**DATA FOR THIS TASK**
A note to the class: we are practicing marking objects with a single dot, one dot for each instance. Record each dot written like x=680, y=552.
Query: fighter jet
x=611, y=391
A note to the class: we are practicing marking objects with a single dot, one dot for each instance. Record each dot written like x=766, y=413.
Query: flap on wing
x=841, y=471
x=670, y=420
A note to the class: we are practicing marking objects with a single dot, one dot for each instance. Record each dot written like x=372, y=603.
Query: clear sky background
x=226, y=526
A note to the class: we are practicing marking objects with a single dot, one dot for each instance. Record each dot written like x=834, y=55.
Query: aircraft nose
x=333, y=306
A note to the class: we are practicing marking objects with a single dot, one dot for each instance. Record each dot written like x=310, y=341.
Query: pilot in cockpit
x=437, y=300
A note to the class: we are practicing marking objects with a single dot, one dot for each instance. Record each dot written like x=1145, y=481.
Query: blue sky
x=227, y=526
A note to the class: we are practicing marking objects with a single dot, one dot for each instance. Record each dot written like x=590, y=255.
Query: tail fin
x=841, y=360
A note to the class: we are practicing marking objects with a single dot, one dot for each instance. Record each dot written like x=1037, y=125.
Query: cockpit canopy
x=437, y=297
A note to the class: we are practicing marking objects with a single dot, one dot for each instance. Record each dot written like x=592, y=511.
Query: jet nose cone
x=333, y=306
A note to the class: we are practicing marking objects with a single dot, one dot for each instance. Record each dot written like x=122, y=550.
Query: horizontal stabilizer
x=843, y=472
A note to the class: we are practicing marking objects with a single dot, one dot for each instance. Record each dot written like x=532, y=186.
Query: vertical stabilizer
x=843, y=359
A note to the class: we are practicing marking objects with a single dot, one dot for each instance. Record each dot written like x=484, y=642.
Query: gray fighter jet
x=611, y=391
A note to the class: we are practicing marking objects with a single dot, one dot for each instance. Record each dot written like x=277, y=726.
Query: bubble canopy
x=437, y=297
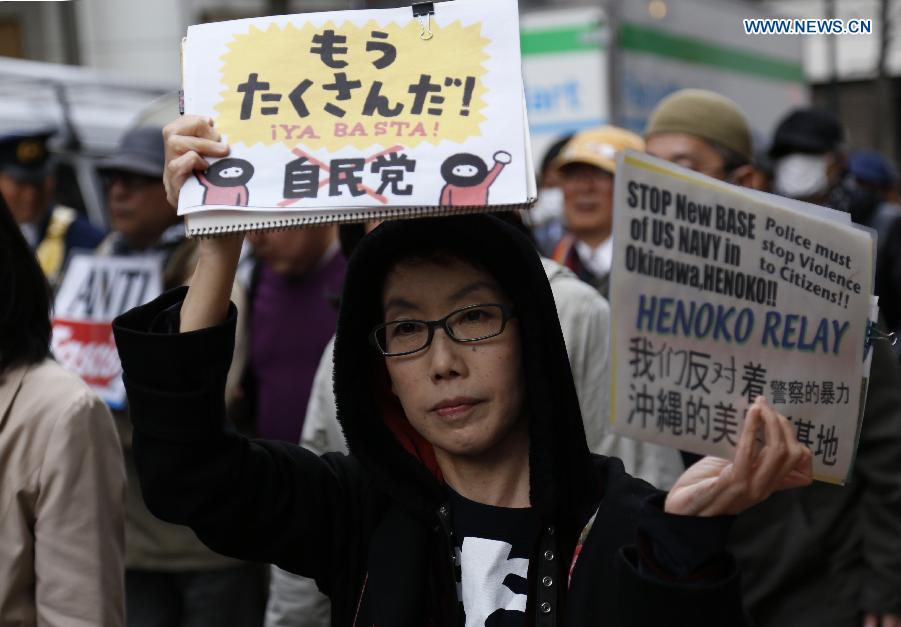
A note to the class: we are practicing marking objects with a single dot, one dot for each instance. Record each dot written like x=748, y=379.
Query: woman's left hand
x=717, y=487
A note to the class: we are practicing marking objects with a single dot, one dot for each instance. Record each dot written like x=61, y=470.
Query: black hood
x=402, y=463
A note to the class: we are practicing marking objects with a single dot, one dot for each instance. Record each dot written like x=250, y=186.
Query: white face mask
x=801, y=176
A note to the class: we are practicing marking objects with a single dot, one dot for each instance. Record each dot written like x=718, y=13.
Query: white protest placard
x=721, y=294
x=372, y=112
x=95, y=290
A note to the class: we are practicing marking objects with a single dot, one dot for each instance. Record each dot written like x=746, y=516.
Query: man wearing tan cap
x=822, y=555
x=705, y=132
x=586, y=166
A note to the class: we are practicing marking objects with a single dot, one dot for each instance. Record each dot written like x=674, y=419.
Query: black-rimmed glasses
x=472, y=323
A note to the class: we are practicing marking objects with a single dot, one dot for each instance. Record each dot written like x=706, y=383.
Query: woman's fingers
x=177, y=172
x=744, y=453
x=767, y=473
x=193, y=125
x=181, y=144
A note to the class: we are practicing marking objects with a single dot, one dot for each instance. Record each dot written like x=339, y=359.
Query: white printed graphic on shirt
x=484, y=565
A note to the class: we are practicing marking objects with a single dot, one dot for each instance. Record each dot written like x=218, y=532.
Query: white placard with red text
x=94, y=291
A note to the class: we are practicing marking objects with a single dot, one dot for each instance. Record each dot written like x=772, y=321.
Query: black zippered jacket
x=370, y=527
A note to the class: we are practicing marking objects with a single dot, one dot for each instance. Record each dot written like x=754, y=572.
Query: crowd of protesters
x=191, y=505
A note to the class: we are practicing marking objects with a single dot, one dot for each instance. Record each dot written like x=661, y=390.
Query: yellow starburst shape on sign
x=344, y=85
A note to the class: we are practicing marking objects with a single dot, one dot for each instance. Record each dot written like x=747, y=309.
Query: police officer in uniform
x=27, y=186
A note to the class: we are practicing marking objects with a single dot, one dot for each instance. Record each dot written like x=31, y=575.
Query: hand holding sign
x=188, y=140
x=716, y=487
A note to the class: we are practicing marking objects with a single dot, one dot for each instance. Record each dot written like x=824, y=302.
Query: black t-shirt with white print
x=493, y=545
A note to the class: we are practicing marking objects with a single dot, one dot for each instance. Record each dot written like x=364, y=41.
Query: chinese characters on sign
x=721, y=295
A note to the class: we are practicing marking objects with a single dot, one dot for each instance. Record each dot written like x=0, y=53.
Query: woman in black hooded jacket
x=470, y=496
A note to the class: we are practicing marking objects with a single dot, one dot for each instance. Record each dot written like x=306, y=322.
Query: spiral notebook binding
x=363, y=215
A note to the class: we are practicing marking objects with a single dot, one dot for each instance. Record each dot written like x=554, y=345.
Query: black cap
x=808, y=131
x=24, y=155
x=140, y=151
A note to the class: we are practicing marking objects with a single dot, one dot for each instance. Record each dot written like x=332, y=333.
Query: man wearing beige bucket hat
x=587, y=165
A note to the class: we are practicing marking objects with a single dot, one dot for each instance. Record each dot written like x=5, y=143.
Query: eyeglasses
x=472, y=323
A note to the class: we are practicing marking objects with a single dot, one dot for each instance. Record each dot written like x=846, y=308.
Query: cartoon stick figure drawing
x=225, y=182
x=468, y=178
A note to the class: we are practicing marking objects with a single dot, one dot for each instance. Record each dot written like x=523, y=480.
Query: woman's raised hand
x=715, y=487
x=188, y=140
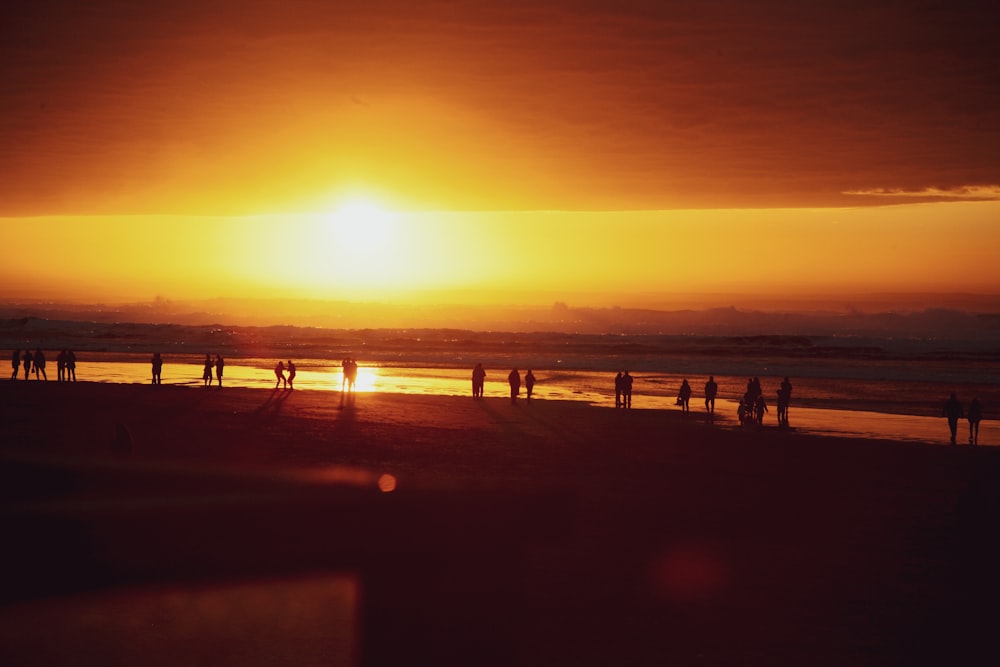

**WORK REQUEST**
None of the pictures should be carried over when the data above is transcribed exactly.

**ANSWER BOX**
A note to the class: we are practicing marking objects with a single dot, one dot for each instance. Record each dot written like x=680, y=552.
Query: fighter jet
x=611, y=391
A note to the class: we are practicing marking objects with a single dot, one dot for each instance. Record each dot written like x=766, y=413.
Query: flap on wing
x=841, y=471
x=670, y=420
A note to the class: we are practicing marking objects with a single dot, one dot for each instance. Record each dot written like x=372, y=603.
Query: clear sky background
x=226, y=526
A note to the class: we are practicing marking objects with a single dot, one dot for each instance. Record each dot written like x=834, y=55.
Query: aircraft nose
x=333, y=306
A note to the class: we are practicing marking objects with a single dot, one dot for each instance. Record each dot written like x=310, y=341.
Query: pilot in cockpit
x=437, y=300
A note to the class: we are practicing marking objects with a single dot, one dot for each instance. Record each dot written like x=1145, y=481.
Query: blue sky
x=227, y=526
A note to the class: we are practicing marking objects with a single dot, one dot for each instance. Record each dot written like x=590, y=255.
Query: tail fin
x=841, y=360
A note to the class: we are practicing marking objects with a single dot, one dot for each instance. Record each dot written like x=1037, y=125.
Query: cockpit canopy
x=437, y=297
A note to the class: we are practicing marking objects with a single dot, one dot for each instance. Record each dot written like x=592, y=511.
Query: jet nose cone
x=333, y=306
A note to the class: we are practicing marking objects with a single dot, one dot for each instance. Record each dot written like x=122, y=550.
Query: horizontal stabilizer
x=843, y=472
A note to the class: we are practicing marking objects with a single dot, one dot for each instance. Record each dot written like x=532, y=186.
Query: vertical stabilizer
x=843, y=359
A note to the class: we are practicing marking objects with a single dot, one dot for each instance. Record each dot written like x=484, y=642.
Query: gray fighter jet
x=611, y=391
A note to the class: we are practicing marking objects with a single dot, one dot for each instance. Record each dot written like x=277, y=726.
Query: bubble canopy
x=437, y=297
A note to the class: we are practicing marking objects with a single dot, one dot for each instance. Record each dot written like x=748, y=379.
Query: woman's left hand
x=717, y=487
A note to the class: we are practicing marking objects with a single dot, one dot for each instance. Record each dot written like x=61, y=470.
Query: black hood
x=402, y=463
A note to the class: we are practicing marking objects with a single dot, one dot for each instance. Record each dot written like x=250, y=186.
Query: white face mask
x=801, y=176
A note to the class: we are practicing marking objects with a single dot, one dot for each instance. Record each dot written like x=718, y=13.
Query: white protest placard
x=721, y=294
x=372, y=112
x=95, y=290
A note to the class: we are practicing marking objects with a single dot, one dot for each instance. Record each dot written like x=746, y=516.
Query: man wearing tan cap
x=822, y=555
x=705, y=132
x=586, y=166
A note to the class: we are practicing marking objects with a single dot, one dot for each instance. Record each dot written like x=674, y=419.
Query: black-rimmed glasses
x=472, y=323
A note to the class: we are practicing marking objects with a single dot, one dot for each instance. Record each dot written like x=706, y=383.
Query: woman's fingers
x=177, y=172
x=744, y=453
x=767, y=473
x=193, y=125
x=181, y=144
A note to the class: we are practicing marking objects with a single dot, one dot for each instance. Record each dot written like x=339, y=359.
Query: white printed graphic on shirt
x=484, y=565
A note to the class: we are practicing marking objects with a single dot, one dot for each instance. Record each dot written like x=218, y=532.
Query: white placard with red text
x=94, y=291
A note to the class: we are practicing marking objects with a single dot, one dot for each instance. Record each dot written like x=772, y=321.
Query: black zippered jacket
x=370, y=527
A note to the class: we are practicing marking objects with a single dot, one dot for each instance. Record each dot written like x=754, y=572.
Query: crowd of protesters
x=191, y=505
A note to the class: we are practicing marking objects with a single dot, one dot for each instance. Record each dot written like x=661, y=390.
Query: yellow starburst shape on sign
x=344, y=85
A note to the class: we are practicing marking objects with a single dot, one dot for each instance. Record each dot written like x=747, y=309.
Query: police officer in uniform
x=27, y=186
A note to the class: we are practicing marking objects with a single dot, one dot for each instance. Record each dot written like x=31, y=575.
Query: hand holding sign
x=188, y=140
x=716, y=487
A note to the class: we are practicing marking objects with a single dot, one dot for each instance. Record each dot written like x=824, y=302.
Query: black t-shirt with white print
x=493, y=545
A note to the class: we are practicing marking objects with a single dot, one dot for each instance. Record each dot written like x=364, y=41.
Query: chinese characters on sign
x=721, y=295
A note to the class: we are practicing marking objects with a single dot, one dot for each instance. Record each dot written like x=0, y=53.
Query: woman in black hooded jacket
x=470, y=496
A note to the class: we are practicing marking objects with a single dot, one dot for each instance. Record each dot written like x=306, y=322.
Query: spiral notebook binding
x=363, y=215
A note to the class: we are practicing marking objects with a single dot, one dot for each instance. Record each dot written like x=554, y=345.
Query: black cap
x=808, y=131
x=24, y=155
x=140, y=151
A note to the class: we are practicing marking objects with a single dot, one dot for each instance. Record each dot written like x=332, y=333.
Query: man wearing beige bucket hat
x=587, y=165
A note to the class: we are practicing marking objects with a single dot, one dot for each instance. Record each dot written like x=5, y=143.
Query: eyeglasses
x=472, y=323
A note to the class: we are practicing marking objects with a single dot, one dot for each instance. Record each dot written like x=846, y=308.
Query: cartoon stick figure drawing
x=225, y=182
x=468, y=178
A note to the class: we are practicing marking objects with a single dot, one dot for each instance. Record each dot written like x=523, y=480.
Query: woman's raised hand
x=715, y=487
x=188, y=140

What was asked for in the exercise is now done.